_MEMANFAATKAN INFORMASI_.
1: Sebutkan semua rasa vapor yang disebutkan dalam teks tentang vapor dan rokok.
2: Tuliskan lanjutan teks tentang vapor dan rokok, dimulai setelah kalimat terakhirnya.

Tidak Ada yang Lebih Baik Antara Vapor dengan Rokok

Saat ini telah timbul fenomena baru di masyarakat Indonesia yaitu adanya penggunaan rokok elektrik (BPOM RI, 2015:3). Sekitar 10,9% penduduk Indonesia telah mendengar tentang rokok elektrik dan sekitar 0,3% menggunakannya. Sebagian besar pengguna dari rokok elektrik berusia 12-24 tahun dan 22-44 tahun. Data ini di dapatkan dari survei yang di lakukan Global Adults Tobacco Survei (GATS) di tahun 2016. Adanya vapor telah membuat rasa penasaran dan rasa ingin tahu lebih jauh. Banyak kalangan muda seperti pelajar SMA dan juga mahasiswa bahkan anak-anak mencoba menggunakan vapor. Vapor dirasa lebih aman dan stylish serta memiliki sensasi merokok seperti rokok konvensional sehingga banyak kalangan perokok beralih ke vapor.

Vapor pada kenyataanya dapat memberikan efek merugikan bagi kesehatan seperti adanya nikotin dapat menimbulkan rasa adiksi (BPOM RI, 2015:4), paparan nikotin pada ibu hamil dapat membahayakan kesehatan janin dalam kandungan, pada bayi menyebabkan berat badan lahir rendah (BBLR), kelahiran prematur, bayi lahir mati (stillbirth), dan sindrome kematian bayi mendesak (SIDS). Remaja muda yang menggunakan vapor dapat mengalami gangguan kognitif dan perilaku termasuk berdampak pada ingatan dan perhatian. Anak atau orang dewasa yang menelan, menghirup, atau menyerap cairan vapor melalui kulit atau mata dapat mengalami keracunan yang di tandai dengan gejala mual, muntah, kejang dan depresi pernapasan. Bahkan cairan nikotin yang tertelan dapat menyebabkan kematian terutama pada anak-anak (Erikania, 2017). Bahan perisa (flavoring) yang di gunakan dapat membahayakan kesehatan di karenakan tidak semua bahan perisa aman untuk inhalasi (BPOM RI, 2015: 4-5). 

Menurut peneliti bahwa remaja yang memiliki tingkat penggunaan vapor yang tinggi juga dapat dipengaruhi oleh lingkungan dan gaya bergaul anak remaja zaman sekarang, sehingga remaja lebih memilih untuk menggunakan vapor atau rokok elektrik daripada penggunaan rokok konvensional. Pengguna rokok elektrik dikalangan yang remaja cukup tinggi merupakan salah satu sebabnya karena vapor dipasarkan dalam banyak rasa seperti stroberi, permen karet, kue, dan krim. Ini yang mungkin sangat menarik bagi kaum muda karenanya akan mendorong adanya kecanduan nikotin diantara remaja.

_CUPLIKAN DATA_.
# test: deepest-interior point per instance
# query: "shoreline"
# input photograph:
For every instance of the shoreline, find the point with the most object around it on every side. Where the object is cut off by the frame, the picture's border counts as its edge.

_JAWABAN KEGIATAN_.
1: Stroberi, permen karet, kue, dan krim.

2:
Lalu sebenarnya apa saja risiko merokok vape yang perlu diwaspadai?

Berikut ini adalah beberapa risiko kesehatan yang mungkin terjadi jika seseorang merokok vape:

1. Memperparah penyakit jantung

Nikotin merupakan bahan utama yang terdapat dalam cairan vape. Zat ini tergolong beracun karena dapat meningkatkan tekanan darah dan memacu adrenalin. Kondisi ini dapat meningkatkan detak jantung dan risiko terkena serangan jantung, serta memperparah kondisi penderita penyakit jantung.

2. Membahayakan ibu hamil dan janin

Bagi wanita hamil, penggunaan vape maupun rokok biasa sebaiknya dihindari. Kandungan nikotin pada vape atau rokok diketahui dapat mengganggu perkembangan otak dan organ tubuh janin.

3. Memicu efek kecandunan nikotin

Seperti halnya pada rokok, nikotin pada vape juga dapat menyebabkan penggunanya kecanduan. Ketika sudah terbiasa mengonsumsi nikotin lalu menghentikannya secara tiba-tiba, perokok berisiko mengalami gejala putus nikotin, seperti merasa sedih dan cemas, kelelahan, serta sulit tidur.

4. Menyebabkan gangguan pada paru-paru

Diasetil merupakan bahan kimia yang terkandung dalam zat perasa vape. Bila terhirup, bahan kimia ini berisiko membahayakan tubuh, khususnya paru-paru.

Salah satu penyakit yang dapat terjadi karena menghirup diasetil adalah penyakit bronkiolitis obliterans atau dikenal sebagai “popcorn lung”. Penyakit ini dapat menimbulkan beberapa gejala, di antaranya batuk kering yang tidak kunjung sembuh, sesak napas, mengi, demam, dan sakit kepala. Selain itu, diasetil juga dapat menyebabkan efek samping lain seperti iritasi pada kulit, mata, hidung, dan tenggorokan.

5. Meningkatkan risiko terkena kanker

Salah satu zat kimia yang terkandung di dalam cairan vape adalah formaldehida. Zat ini sering kali digunakan sebagai pengawet hingga zat tambahan pada beberapa bahan bangunan. Bila terhirup, formaldehida sangat berbahaya bagi tubuh karena dapat meningkatkan risiko terkena kanker.

Perlu diingat, meski zat berbahaya yang terkandung dalam vape lebih sedikit dibandingkan rokok biasa, bukan berarti vape tidak bisa menyebabkan berbagai gangguan kesehatan.

Oleh karena itu, disarankan untuk berhenti merokok, baik rokok biasa maupun vape, jika Anda benar-benar ingin memulai pola hidup sehat.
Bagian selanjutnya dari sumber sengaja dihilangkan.